# Excerpted records
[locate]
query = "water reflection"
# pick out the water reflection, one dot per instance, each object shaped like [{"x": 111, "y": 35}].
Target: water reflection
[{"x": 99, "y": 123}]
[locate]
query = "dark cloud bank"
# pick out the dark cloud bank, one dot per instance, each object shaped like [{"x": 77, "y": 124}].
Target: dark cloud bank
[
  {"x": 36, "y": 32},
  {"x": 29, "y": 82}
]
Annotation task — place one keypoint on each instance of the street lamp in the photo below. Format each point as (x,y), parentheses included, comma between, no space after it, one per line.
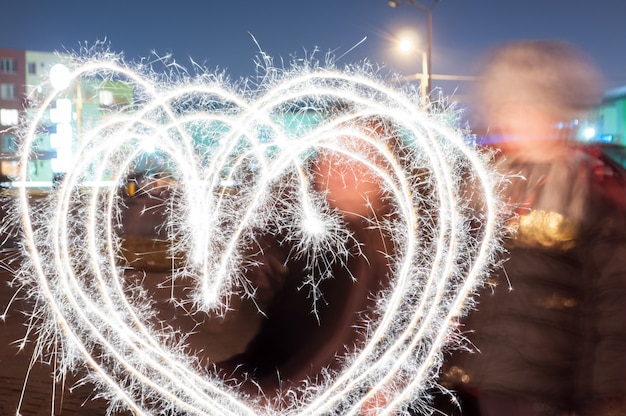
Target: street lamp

# Do this
Output every line above as a JSON list of strings, one string per line, skipping blank lines. Leave out the picture.

# Answer for the task
[
  "[locate]",
  "query = \"water reflection\"",
  "# pick out the water reflection, one dot per instance, each object shaped like [{\"x\": 111, \"y\": 35}].",
  "Target: water reflection",
  "[{\"x\": 99, \"y\": 123}]",
  "[locate]",
  "query = \"dark cloud bank\"",
  "# pick out the dark cloud bank, one dot per instance, each object shaped like [{\"x\": 77, \"y\": 124}].",
  "Target: dark cloud bank",
  "[",
  "  {\"x\": 36, \"y\": 32},",
  "  {\"x\": 29, \"y\": 82}",
  "]",
  "Annotation task — place one keypoint on each instance of the street lamp in the photo below. Format each point as (x,y), parentheses included, comma between, no space after it, one per line.",
  "Target: street lamp"
]